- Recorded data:
————————
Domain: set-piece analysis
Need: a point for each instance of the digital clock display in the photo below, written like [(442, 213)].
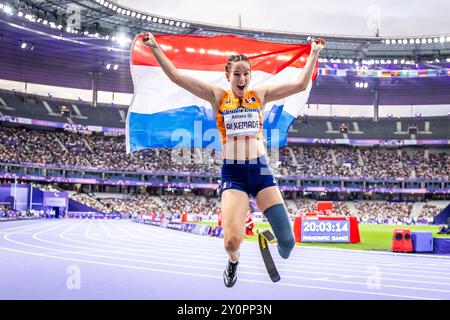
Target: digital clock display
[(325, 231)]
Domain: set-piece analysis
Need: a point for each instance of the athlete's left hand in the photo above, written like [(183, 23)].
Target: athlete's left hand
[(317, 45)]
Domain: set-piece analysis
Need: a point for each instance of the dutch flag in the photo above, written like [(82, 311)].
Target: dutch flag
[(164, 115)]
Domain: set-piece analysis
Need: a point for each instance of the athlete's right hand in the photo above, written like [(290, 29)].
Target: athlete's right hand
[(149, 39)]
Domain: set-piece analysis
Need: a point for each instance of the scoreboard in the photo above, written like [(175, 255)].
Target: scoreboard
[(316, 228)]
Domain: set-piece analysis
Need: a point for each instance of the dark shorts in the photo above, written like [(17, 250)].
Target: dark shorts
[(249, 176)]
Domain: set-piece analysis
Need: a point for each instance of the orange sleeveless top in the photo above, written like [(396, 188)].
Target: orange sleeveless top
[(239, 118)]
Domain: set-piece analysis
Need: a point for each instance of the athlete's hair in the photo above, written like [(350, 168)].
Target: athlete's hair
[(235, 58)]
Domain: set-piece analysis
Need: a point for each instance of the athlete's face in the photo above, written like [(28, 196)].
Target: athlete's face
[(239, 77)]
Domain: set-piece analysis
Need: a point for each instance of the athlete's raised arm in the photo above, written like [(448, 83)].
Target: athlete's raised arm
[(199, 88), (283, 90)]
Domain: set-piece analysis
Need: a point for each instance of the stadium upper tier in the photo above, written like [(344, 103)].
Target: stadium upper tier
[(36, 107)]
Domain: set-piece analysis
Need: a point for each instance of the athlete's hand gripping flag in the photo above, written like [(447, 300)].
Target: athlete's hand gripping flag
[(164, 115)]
————————
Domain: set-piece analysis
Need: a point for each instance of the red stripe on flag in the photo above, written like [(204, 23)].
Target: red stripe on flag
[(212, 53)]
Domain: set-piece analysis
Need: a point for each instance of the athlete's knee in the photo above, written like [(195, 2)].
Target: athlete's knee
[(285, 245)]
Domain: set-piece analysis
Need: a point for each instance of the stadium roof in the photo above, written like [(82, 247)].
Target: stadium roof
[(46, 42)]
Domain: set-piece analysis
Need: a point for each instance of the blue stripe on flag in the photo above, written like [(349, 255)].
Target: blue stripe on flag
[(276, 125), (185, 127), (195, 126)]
————————
- TO DO: Copy the records above exactly, beginning at the line that contains "Need: a point for each instance of the orange" and stopping after the line that contains "Need: a point for each instance of the athlete's hand".

- ANSWER TO THIS TASK:
Need: a point for each instance of the orange sleeveless top in the photo above, written like [(396, 188)].
Target: orange sleeveless top
[(239, 118)]
Domain: set-piece analysis
Need: a point for each instance of the athlete's hair in the photo above, written like [(350, 168)].
Target: athlete's hair
[(235, 58)]
Domain: set-piece analysis
Need: a point for each instance of the athlete's face in the photo above, written like [(28, 196)].
Target: athlete's face
[(239, 77)]
Domain: set-piece analysis
Need: a point for each instance of the athlete's raised arm in the photo above, written like [(448, 83)].
Target: athlete's raised arm
[(199, 88), (283, 90)]
Domain: set-piece analysis
Need: a point for each instance of the stadium upper tier in the photo above, written like [(344, 103)].
Target: stadium upper tier
[(36, 107)]
Domain: set-piece analysis
Need: a point for each instance of the athlete's hand gripping flag in the photo above, written like [(447, 300)].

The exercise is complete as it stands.